__TO DO__
a) In the passage below about gang violence in Haiti, write out the part starting at "Since the assassination" and ending at "Victor Geneus said.", switching "Port-au-Prince" to "the capital".
b) According to the passage below about gang violence in Haiti, about how much of Port-au-Prince do armed groups control?
c) Carry on the passage below about gang violence in Haiti, picking up right after its last sentence.

Since the assassination of President Jovenel Moise in 2021, gang violence has severely increased in Haiti. Currently, armed groups control about 60 percent of Port-au-Prince, where they have pillaged neighborhoods, raped adults and children, and kidnapped hundreds of people, including some U.S. missionaries.

“The worsening security situation on the ground has reached its peak. Armed gangs now roam the country unfettered,” Haitian Foreign Affairs Minister Victor Geneus said.

To counteract this situation, Haitian authorities have repeatedly sought help from the United Nations Security Council (UNSC), the U.S., and Canada, which has instead implemented sanctions.

“These measures target Haitian elite families that are so responsible not just for funding gangs, but for destabilizing the national politics and economy at the terrible cost for the people,” Canadian Prime Minister Justin Trudeau alleged, stressing that previous outside intervention has not created long-term stability for Haiti.

__MATERIAL__
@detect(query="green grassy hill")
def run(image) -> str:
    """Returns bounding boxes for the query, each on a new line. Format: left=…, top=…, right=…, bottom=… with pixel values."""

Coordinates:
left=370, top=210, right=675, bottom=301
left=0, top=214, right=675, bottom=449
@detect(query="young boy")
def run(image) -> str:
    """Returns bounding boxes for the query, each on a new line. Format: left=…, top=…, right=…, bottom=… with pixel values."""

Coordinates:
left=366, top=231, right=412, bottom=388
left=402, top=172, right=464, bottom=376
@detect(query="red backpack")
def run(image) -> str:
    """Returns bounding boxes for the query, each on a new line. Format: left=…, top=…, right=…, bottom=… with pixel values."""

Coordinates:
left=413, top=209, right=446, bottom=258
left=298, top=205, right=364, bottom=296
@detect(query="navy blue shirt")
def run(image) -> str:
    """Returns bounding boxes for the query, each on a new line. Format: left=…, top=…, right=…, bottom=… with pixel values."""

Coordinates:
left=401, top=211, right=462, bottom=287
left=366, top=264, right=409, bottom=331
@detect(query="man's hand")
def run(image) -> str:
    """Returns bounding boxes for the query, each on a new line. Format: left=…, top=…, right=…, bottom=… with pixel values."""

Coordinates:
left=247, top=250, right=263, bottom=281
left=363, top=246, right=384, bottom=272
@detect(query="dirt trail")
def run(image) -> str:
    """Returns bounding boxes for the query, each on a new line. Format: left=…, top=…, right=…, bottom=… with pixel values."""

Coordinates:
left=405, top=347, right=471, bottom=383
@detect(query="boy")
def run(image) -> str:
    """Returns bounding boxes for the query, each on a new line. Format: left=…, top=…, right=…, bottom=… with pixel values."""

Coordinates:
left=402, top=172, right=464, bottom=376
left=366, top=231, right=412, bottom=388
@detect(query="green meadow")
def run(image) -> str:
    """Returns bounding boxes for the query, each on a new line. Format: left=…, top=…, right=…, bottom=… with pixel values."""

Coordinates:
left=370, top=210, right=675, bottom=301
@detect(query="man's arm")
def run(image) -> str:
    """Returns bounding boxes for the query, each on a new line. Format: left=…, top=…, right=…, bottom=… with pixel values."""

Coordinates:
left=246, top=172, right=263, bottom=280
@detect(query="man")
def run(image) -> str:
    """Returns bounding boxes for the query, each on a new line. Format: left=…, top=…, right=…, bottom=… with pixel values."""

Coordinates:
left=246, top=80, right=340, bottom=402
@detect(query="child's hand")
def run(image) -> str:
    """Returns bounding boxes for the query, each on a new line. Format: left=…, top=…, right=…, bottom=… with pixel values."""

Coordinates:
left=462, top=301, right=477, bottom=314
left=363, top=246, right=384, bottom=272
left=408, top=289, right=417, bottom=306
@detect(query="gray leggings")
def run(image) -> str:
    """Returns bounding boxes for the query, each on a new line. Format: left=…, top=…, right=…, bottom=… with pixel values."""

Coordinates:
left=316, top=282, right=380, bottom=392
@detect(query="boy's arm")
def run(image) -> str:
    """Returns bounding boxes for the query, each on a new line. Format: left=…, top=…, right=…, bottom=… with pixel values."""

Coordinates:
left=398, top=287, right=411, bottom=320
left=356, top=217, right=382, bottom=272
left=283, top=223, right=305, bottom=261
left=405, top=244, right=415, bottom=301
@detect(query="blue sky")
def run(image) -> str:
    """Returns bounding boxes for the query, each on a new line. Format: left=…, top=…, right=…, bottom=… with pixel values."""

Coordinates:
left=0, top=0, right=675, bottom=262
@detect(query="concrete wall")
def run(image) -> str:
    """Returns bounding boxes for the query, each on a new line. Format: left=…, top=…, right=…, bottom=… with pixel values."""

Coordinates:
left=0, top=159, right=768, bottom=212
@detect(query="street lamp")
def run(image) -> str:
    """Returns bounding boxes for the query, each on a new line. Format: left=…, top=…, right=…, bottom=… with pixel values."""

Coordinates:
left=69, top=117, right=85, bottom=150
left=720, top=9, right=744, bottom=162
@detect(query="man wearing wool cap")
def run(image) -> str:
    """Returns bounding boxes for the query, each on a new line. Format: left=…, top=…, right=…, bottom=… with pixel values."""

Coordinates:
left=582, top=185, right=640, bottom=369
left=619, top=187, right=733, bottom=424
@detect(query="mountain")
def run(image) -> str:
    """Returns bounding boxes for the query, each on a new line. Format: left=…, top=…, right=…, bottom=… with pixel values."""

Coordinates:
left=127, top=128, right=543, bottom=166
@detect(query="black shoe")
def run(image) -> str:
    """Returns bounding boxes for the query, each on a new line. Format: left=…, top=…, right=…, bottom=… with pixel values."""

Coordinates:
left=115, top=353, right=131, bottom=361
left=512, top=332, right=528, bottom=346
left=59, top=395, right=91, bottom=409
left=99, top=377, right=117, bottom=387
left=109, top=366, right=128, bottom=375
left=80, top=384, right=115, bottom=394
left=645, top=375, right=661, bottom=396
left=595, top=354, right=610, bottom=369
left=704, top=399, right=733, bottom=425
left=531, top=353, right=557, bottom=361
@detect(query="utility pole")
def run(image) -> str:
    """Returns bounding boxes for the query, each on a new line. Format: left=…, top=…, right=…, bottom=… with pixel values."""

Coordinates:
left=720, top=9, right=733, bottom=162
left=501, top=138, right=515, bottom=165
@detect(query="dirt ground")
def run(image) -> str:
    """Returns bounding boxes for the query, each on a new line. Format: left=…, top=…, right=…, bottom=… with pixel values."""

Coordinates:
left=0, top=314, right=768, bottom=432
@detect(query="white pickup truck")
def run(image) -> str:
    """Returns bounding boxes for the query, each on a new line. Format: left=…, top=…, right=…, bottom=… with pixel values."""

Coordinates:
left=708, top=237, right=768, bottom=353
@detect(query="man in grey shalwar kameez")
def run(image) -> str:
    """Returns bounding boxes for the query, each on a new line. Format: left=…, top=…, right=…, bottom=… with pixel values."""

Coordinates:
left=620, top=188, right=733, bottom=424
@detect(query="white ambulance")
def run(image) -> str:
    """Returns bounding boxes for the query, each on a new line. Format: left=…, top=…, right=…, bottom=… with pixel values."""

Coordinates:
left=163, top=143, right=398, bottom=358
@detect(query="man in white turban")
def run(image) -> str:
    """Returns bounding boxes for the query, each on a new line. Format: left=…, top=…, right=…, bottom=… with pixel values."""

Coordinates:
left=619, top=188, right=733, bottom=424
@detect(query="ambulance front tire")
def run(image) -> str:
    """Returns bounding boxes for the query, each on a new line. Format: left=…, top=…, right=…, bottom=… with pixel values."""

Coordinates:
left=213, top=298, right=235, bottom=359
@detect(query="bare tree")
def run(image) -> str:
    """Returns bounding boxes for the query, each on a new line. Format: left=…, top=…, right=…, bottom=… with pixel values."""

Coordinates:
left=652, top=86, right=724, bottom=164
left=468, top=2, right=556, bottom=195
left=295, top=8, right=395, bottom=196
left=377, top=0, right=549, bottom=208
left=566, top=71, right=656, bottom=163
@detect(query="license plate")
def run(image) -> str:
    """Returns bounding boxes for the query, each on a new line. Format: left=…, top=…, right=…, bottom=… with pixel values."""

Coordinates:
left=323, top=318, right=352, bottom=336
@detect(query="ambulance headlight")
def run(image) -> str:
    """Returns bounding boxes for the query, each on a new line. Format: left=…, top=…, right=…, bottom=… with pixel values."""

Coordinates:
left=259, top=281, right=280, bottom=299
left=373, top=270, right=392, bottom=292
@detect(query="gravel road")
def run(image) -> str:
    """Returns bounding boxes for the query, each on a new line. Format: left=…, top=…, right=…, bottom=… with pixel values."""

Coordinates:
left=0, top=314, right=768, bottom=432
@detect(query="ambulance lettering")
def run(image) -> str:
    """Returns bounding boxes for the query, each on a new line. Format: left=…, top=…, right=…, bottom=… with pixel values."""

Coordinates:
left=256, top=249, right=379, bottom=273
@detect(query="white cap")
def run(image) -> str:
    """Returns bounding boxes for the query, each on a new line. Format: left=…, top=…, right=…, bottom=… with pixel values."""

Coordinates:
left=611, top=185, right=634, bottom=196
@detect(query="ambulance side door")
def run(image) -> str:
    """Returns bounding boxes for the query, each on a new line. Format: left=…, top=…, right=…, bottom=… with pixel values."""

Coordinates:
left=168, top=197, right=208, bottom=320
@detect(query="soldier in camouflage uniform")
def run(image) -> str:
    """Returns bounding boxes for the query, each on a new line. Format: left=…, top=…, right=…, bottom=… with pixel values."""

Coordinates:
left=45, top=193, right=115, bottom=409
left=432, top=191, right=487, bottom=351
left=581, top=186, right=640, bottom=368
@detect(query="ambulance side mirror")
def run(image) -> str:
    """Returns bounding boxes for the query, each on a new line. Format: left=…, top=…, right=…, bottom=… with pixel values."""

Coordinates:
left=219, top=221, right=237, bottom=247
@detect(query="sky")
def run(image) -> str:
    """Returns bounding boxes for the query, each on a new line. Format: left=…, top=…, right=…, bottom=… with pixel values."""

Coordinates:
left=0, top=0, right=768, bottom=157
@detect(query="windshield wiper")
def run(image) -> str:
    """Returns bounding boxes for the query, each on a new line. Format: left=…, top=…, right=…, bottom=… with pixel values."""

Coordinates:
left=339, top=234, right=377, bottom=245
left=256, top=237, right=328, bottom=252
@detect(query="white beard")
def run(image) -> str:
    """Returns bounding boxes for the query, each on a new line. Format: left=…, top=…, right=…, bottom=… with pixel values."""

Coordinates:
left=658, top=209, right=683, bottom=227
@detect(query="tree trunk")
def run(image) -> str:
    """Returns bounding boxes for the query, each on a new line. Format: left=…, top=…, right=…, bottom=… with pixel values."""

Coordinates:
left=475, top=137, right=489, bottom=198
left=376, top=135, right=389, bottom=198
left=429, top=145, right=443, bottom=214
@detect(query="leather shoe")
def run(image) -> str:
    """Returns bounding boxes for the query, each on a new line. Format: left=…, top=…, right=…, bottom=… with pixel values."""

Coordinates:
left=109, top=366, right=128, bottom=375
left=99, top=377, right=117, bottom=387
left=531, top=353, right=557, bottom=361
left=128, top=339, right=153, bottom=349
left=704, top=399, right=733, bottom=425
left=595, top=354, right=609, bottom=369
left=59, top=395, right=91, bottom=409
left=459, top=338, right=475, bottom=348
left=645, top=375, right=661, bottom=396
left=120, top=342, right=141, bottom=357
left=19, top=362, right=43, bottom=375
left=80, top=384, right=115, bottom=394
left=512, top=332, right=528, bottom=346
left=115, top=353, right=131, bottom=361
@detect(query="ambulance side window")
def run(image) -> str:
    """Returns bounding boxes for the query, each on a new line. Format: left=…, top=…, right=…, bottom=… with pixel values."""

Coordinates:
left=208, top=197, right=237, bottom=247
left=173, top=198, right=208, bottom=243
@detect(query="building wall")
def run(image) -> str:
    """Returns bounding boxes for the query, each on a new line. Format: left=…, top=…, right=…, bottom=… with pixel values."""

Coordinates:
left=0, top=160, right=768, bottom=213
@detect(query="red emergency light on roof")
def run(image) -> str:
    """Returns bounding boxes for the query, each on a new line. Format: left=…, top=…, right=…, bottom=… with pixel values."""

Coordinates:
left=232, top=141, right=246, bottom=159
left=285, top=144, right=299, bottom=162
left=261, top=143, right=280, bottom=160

__RESULTS FOR THE EXERCISE__
a)
Since the assassination of President Jovenel Moise in 2021, gang violence has severely increased in Haiti. Currently, armed groups control about 60 percent of the capital, where they have pillaged neighborhoods, raped adults and children, and kidnapped hundreds of people, including some U.S. missionaries.

“The worsening security situation on the ground has reached its peak. Armed gangs now roam the country unfettered,” Haitian Foreign Affairs Minister Victor Geneus said.

b) About 60 percent.

c)
“We need to make the Haitian people themselves capable of building strong opportunities and strong democracy for them,” Trudeau said.

Haiti, however, does not count with the means to resolve the crisis, since the Police has only 9,000 active duty officers and the country’s population is about 11 million, Geneus said.

“Nothing is going to move unless the situation on the ground changes. Without more international security assistance, Haitian authorities will not resolve this crisis,” La Lime stated.